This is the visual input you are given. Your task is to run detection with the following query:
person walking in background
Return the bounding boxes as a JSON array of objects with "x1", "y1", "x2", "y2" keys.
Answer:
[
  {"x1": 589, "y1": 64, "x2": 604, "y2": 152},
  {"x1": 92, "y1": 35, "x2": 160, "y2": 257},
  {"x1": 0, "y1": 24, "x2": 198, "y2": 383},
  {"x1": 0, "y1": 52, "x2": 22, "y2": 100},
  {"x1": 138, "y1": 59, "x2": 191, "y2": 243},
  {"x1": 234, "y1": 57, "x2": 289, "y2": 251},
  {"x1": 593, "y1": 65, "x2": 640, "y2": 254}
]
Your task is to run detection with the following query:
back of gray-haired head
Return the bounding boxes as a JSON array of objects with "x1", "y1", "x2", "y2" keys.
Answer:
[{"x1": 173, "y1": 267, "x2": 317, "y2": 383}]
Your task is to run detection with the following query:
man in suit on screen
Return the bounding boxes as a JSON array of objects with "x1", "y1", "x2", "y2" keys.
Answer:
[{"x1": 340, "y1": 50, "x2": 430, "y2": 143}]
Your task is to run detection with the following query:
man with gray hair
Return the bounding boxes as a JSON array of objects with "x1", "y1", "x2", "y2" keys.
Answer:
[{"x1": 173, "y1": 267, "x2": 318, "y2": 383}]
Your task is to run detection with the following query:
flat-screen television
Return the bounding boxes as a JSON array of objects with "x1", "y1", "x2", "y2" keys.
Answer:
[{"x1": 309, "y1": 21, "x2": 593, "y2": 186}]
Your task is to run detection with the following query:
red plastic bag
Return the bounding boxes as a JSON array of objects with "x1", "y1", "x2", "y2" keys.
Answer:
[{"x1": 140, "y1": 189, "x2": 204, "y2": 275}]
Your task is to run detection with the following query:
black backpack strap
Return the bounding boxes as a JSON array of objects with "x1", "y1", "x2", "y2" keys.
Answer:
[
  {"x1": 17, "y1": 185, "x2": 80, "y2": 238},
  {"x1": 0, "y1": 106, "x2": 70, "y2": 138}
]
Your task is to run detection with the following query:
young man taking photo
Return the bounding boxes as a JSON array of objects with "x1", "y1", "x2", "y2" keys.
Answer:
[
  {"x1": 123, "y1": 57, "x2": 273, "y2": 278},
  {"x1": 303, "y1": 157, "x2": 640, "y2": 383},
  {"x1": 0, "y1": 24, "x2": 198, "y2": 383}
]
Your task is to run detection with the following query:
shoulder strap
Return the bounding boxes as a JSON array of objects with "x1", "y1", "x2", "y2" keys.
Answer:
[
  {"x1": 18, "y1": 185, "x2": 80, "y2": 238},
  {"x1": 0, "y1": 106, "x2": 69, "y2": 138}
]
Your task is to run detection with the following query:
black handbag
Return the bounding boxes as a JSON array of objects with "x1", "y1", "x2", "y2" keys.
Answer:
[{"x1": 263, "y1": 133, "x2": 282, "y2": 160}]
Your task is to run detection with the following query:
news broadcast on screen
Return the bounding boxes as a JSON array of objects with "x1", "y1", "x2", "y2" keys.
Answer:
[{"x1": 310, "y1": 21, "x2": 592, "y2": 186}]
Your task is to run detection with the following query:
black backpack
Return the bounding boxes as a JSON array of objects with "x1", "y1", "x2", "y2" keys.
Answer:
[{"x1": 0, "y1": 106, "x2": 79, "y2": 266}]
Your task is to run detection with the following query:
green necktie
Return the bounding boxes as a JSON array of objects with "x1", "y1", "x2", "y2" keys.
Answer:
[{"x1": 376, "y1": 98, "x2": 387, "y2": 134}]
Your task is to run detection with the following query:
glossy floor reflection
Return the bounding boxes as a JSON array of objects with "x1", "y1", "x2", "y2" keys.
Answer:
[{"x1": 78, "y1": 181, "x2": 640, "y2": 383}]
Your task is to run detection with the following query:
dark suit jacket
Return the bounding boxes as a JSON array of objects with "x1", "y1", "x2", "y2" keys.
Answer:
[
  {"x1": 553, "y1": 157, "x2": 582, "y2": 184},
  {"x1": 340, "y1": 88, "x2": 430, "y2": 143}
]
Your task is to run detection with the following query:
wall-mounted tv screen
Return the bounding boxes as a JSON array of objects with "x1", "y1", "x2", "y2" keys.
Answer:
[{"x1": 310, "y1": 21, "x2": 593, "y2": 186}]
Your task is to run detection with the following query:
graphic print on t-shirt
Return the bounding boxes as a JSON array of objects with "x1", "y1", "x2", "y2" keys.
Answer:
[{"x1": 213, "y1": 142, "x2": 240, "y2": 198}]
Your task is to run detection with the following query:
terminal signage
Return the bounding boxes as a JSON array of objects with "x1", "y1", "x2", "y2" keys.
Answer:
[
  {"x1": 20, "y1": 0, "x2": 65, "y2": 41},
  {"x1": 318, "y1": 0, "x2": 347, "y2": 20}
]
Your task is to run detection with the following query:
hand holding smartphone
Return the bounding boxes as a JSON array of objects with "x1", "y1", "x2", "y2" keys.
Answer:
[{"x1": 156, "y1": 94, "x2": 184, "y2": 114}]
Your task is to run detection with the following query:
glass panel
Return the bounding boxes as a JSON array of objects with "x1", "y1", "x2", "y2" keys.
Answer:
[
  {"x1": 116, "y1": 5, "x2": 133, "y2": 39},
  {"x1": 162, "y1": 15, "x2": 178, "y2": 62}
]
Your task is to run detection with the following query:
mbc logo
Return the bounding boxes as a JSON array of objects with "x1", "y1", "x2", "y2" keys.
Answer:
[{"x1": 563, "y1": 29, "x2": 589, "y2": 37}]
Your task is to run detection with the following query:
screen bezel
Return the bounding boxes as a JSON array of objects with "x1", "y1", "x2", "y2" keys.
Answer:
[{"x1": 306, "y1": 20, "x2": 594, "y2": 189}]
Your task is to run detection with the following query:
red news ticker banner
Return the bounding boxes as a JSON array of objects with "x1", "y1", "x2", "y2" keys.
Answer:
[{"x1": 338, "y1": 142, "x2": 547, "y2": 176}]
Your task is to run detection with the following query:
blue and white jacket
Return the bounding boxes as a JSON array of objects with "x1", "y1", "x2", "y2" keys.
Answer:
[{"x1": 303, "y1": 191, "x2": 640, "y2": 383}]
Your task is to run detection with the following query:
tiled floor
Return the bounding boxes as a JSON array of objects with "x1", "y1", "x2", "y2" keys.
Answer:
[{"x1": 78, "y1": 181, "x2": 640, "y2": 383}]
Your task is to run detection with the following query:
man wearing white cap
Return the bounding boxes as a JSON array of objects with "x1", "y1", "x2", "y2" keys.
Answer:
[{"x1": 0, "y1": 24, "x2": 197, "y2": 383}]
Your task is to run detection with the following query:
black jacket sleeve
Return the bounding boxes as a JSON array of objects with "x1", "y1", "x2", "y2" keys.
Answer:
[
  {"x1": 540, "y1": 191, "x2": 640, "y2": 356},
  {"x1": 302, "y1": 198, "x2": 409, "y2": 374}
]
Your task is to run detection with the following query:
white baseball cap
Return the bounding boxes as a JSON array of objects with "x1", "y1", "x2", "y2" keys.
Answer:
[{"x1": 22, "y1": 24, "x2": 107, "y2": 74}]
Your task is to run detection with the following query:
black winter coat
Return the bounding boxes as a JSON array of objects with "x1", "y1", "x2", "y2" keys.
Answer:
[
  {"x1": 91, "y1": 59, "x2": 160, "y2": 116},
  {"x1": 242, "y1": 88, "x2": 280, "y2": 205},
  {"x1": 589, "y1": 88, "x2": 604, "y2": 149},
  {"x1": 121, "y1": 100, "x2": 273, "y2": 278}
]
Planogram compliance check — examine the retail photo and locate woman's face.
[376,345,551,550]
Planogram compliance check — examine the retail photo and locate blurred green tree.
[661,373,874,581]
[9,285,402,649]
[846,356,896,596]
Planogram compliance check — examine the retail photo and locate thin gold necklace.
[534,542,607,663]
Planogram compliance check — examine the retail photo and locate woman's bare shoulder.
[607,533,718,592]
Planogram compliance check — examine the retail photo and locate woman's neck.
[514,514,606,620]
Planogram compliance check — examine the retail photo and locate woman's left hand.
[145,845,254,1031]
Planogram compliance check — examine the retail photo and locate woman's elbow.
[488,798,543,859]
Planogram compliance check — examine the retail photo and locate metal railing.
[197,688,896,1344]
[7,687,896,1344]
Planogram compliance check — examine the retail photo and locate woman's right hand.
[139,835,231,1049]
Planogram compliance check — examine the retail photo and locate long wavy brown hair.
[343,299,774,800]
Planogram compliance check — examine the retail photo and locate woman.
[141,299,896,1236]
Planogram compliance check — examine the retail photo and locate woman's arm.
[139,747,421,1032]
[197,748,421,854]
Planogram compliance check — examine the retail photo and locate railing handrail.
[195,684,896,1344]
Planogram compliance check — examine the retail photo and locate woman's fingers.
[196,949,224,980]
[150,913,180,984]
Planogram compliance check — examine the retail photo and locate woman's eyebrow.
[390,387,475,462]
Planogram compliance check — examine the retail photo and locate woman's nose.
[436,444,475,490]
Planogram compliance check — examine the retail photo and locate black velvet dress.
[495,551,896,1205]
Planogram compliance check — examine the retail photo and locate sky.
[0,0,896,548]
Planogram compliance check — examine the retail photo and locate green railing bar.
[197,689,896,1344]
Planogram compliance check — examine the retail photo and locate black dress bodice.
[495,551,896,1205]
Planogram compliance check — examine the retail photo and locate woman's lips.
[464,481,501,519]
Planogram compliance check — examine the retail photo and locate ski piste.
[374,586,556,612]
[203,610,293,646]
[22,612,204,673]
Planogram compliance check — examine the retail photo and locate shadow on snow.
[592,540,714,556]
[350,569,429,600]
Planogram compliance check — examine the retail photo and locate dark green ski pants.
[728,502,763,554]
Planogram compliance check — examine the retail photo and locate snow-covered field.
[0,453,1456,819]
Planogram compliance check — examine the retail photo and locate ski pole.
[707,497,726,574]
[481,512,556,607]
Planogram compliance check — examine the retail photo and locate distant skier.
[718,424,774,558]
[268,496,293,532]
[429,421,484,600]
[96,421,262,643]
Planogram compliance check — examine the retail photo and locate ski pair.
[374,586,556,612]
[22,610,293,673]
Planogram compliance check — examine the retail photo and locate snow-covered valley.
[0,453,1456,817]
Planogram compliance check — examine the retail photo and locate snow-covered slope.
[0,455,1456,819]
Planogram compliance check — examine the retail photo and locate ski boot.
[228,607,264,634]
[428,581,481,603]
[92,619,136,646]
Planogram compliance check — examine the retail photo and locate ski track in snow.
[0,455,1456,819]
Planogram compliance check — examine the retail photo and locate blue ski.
= = = = =
Set exercise: In the listing, take everything from the line containing "locate woman's face." down to the line containing "[390,387,475,462]" and write it out again, changing "metal railing" to "steel railing" and leaving the rest unchanged.

The completed task:
Planogram compliance check — examine the retail photo and locate woman's face.
[376,345,551,550]
Planogram compliance check — examine the retail photo and locate blurred green tree.
[661,373,874,581]
[9,285,402,649]
[846,356,896,596]
Planogram compliance check — examine the retail photo and locate thin gold necklace.
[534,542,607,663]
Planogram compliance check — examine the retail photo and locate woman's bare shoulder.
[607,533,718,592]
Planogram compliance check — examine the retail photo and locate woman's neck.
[514,514,606,620]
Planogram compliance check — examine the retail photo and locate woman's left hand.
[145,845,254,1031]
Planogram compliance check — examine the retail photo and locate woman's elbow.
[488,798,543,859]
Planogram compliance check — examine the retail photo and locate steel railing.
[197,688,896,1344]
[7,687,896,1344]
Planogram compliance check — examine the retail photo and locate woman's right hand.
[139,835,231,1049]
Planogram compliance check — examine the retail photo and locate long wavy brown hair.
[343,299,774,800]
Planogram compliance check — examine the retail photo and locate woman.
[141,299,896,1236]
Planogram compliance check — examine the retail photo and locate woman's arm.
[139,747,421,1032]
[197,748,421,854]
Planogram compliance check — examine the retail photo and locate railing handrail.
[195,684,896,1344]
Planogram compliance check — examine the retail photo and locate woman's fingers.
[196,949,224,980]
[150,913,180,984]
Planogram compliance check — examine the retail photo and locate woman's eyebrow.
[390,387,475,462]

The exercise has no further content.